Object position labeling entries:
## Start

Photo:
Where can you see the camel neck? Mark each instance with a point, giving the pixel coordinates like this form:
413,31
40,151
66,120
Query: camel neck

## End

_What this task involves_.
Can you retype all of the rows above word for word, line by line?

_Answer for this exercise_.
Photo:
Where can you see the camel neck? Mark each instance with a point, giving the pixel coordinates like this form:
413,31
40,151
66,120
Query: camel neck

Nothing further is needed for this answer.